BEGIN RECORDS TO USE
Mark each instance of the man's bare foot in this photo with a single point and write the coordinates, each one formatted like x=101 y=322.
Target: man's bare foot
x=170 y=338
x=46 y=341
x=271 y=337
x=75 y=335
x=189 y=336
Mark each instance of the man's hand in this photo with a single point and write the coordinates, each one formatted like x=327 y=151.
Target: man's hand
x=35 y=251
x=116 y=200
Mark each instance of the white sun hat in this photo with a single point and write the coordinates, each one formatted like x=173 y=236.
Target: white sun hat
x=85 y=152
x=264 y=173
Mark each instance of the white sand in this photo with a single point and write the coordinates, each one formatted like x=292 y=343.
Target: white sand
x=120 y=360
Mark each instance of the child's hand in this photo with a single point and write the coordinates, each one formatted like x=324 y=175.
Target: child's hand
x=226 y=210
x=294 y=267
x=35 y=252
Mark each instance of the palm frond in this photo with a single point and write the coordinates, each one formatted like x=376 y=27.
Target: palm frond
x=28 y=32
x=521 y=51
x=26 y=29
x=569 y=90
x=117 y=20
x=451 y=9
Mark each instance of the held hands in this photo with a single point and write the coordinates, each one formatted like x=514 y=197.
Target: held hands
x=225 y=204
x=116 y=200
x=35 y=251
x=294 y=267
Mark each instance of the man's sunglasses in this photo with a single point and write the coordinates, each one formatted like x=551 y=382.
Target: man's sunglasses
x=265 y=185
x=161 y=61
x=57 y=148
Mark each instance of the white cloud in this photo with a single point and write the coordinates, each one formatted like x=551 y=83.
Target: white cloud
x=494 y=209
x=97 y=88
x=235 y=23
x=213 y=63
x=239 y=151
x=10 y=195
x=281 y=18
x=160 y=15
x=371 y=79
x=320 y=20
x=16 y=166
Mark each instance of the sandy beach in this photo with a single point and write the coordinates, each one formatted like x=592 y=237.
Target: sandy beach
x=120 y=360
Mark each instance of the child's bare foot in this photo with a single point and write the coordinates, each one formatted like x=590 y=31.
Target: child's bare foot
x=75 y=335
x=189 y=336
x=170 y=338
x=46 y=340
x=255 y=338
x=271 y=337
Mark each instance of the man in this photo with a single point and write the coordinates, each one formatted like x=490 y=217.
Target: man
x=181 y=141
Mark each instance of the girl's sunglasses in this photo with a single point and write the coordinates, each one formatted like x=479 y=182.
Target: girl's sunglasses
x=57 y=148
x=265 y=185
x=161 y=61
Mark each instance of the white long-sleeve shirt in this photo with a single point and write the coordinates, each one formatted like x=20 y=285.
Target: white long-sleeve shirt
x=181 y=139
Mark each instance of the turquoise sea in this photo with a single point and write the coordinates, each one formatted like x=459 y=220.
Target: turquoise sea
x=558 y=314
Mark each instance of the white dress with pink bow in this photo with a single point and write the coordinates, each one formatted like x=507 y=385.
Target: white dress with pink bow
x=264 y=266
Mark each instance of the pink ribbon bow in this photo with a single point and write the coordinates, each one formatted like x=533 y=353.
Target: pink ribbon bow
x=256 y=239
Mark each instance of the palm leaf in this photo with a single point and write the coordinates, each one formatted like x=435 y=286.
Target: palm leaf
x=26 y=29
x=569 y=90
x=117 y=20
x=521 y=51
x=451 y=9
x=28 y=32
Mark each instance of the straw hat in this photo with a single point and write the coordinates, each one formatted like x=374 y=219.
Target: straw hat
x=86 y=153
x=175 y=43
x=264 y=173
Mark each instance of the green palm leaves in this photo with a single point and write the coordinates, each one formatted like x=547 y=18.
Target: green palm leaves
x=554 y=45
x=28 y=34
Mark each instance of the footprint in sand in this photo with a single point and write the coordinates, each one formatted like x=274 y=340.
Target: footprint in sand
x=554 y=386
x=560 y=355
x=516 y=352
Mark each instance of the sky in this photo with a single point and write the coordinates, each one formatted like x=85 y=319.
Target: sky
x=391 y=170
END RECORDS TO USE
TASK DESCRIPTION: Retype all of the records so that every line matches the original exactly.

OUTPUT OF THE TASK:
Mark each instance of the man's bare foot in this photo with a single point and write the coordinates, each one formatted like x=101 y=322.
Target: man's bare foot
x=170 y=338
x=46 y=341
x=271 y=337
x=75 y=335
x=189 y=336
Mark each instance of the man's hand in this photo with a single point and write the coordinates, each one formatted like x=327 y=151.
Target: man's hand
x=35 y=251
x=116 y=200
Mark each instance of the white sun hat in this photo with a single point and write the coordinates, each one formatted like x=173 y=236.
Target: white sun hat
x=85 y=152
x=264 y=173
Mark each instance of the white sand in this photo with a single point and write the coordinates, each one formatted like x=292 y=343.
Target: white sand
x=120 y=360
Mark each instance of the child's hand in this photo with a single point and write the coordinates, each one formatted like x=324 y=175.
Target: child's hand
x=226 y=210
x=294 y=267
x=35 y=252
Mark each instance of the palm frond in this photo with a single point and write the coordinates, each one formatted like x=376 y=27.
Target: palm frond
x=28 y=32
x=521 y=51
x=26 y=29
x=569 y=90
x=117 y=20
x=451 y=9
Mark each instance of the held hands in this photo with a single point and write the coordinates, each one formatted like x=514 y=197.
Target: held hands
x=225 y=204
x=116 y=200
x=35 y=251
x=294 y=267
Mark each instance of the man's sunglasses in this photo with a single point and write the coordinates, each one formatted like x=551 y=382.
Target: man's sunglasses
x=265 y=185
x=161 y=61
x=57 y=148
Mark each instance of the white cloud in this photo with a single point and write the coordinates, each one formatted like x=551 y=83.
Target: white cloud
x=494 y=209
x=97 y=88
x=235 y=23
x=213 y=63
x=239 y=151
x=10 y=195
x=281 y=18
x=160 y=15
x=371 y=79
x=320 y=20
x=16 y=166
Mark each instance of the sandy beach in this photo with a single point and write the coordinates, each one formatted like x=592 y=237.
Target: sandy beach
x=120 y=360
Mark each instance of the child's bare foot in this photo with a single point and write the coordinates, each one formatted like x=590 y=31.
Target: child's bare foot
x=75 y=335
x=189 y=336
x=170 y=338
x=46 y=340
x=255 y=338
x=271 y=337
Mark each instance of the man in this photo with a single point and write the coordinates, each one formatted like x=490 y=217.
Target: man
x=181 y=141
Mark each instance of the girl's sunglasses in this photo with a single point and write the coordinates, each one formatted like x=479 y=182.
Target: girl's sunglasses
x=57 y=148
x=265 y=185
x=161 y=61
Mark each instance of the white long-sleeve shirt in this photo with a single point and write the coordinates, each one formatted like x=20 y=285.
Target: white long-sleeve shirt
x=181 y=139
Mark each instance of the turquoise sea in this photo with a single point and write the coordinates, each one formatted like x=459 y=220.
Target: turquoise sea
x=558 y=314
Mark each instance of the white dress with pink bow in this photo with a single point and write the coordinates, each one formatted like x=507 y=385.
Target: white dress with pink bow
x=264 y=266
Mark each instance of the pink ribbon bow in this photo with a single point and write the coordinates, each one formatted like x=533 y=353.
Target: pink ribbon bow
x=256 y=239
Mark each instance of the palm leaf in this photo with a single point and write the coordinates, each one formatted like x=435 y=286.
Target: palm leaf
x=26 y=29
x=569 y=90
x=117 y=20
x=521 y=51
x=451 y=9
x=28 y=32
Mark each instance of the straw hat in this photo with a single point and write the coordinates, each one formatted like x=374 y=219.
Target: straw hat
x=86 y=153
x=175 y=43
x=264 y=173
Mark each instance of the green palm leaves in this photo with a single point and write the coordinates, each one formatted like x=547 y=18.
Target: green palm leaves
x=554 y=45
x=28 y=34
Mark each instance of the footprint in sand in this photo with a single point and write the coordinates, each one formatted like x=274 y=340.
Target: footprint in sand
x=554 y=386
x=560 y=355
x=516 y=352
Mark each instance of the sky in this photo with a single point and write the coordinates, each one formatted like x=85 y=319.
Target: sky
x=391 y=170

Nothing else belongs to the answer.